REQUIREMENT 1 ▸
In two sentences, summarize the blog post on Spanish cuisine below.
REQUIREMENT 2 ▸
Answer these questions from the blog post on Spanish cuisine below.
(a) About how many people sat around the restaurant table?
(b) Where was the tour guide from?
(c) According to the post, where does the dish known as "Spanish rice" come from?

SELECTION ▸
Begin

Copyright 2017 Art of Living,PrimaMedia, Inc/Maria Liberati

Guest Blogger: Christina Joell

Misconceptions of Traditional Spanish Cuisine

As I sat in an upscale restaurant just below the mountain of Tibidabo in Barcelona, Spain, my nerves grew in anticipation of what was going to be placed in front of me. There were nearly twenty of us that surrounded the four sides of the table, including our tour guide who was a native Barcelonan and Catalan. She refused to tell us what we were about to eat, only that the many dishes to come were a “traditional” Catalan meal. Shortly after, waiters came back and forth with an array of dishes.

You hear the words “Spanish food” and what comes to your mind? Spicy? Tacos? Rice with tomatoes and other spices?

Well, you’re not completely wrong, but you’re not quite right either.

Mexico speaks Spanish, but the food associated to that country isn’t very similar to the food in Spain. Many (but not all) people are under the impression that because they speak the same language, that they may share similarities in their cuisine. In fact, there are many misconceptions when people think of food that is related to Spain. All the adjectives and items listed above aren’t typically related to food in Spain. Those categories are all food that is traditional in Mexico. For example, the widely-known “Spanish rice” is not a creation that’s originated in Spain. It’s solely a Mexican dish.

End

RECORDED INFORMATION ▸
Begin

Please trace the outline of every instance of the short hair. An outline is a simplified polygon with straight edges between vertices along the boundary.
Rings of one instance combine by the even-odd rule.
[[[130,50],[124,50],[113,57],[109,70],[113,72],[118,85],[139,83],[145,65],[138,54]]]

End

WRITTEN ANSWER 1 ▸
The writer recalls sitting with nearly twenty people at an upscale restaurant below Tibidabo in Barcelona, where a native guide would reveal only that the dishes to come made up a "traditional" Catalan meal. The post then argues that common ideas of "Spanish food," such as spicy dishes, tacos, and rice with tomatoes and spices, really describe food traditional in Mexico, noting that "Spanish rice" is solely a Mexican dish.

WRITTEN ANSWER 2 ▸
(a) Nearly twenty people.
(b) She was a native Barcelonan and Catalan.
(c) It did not originate in Spain; it is solely a Mexican dish.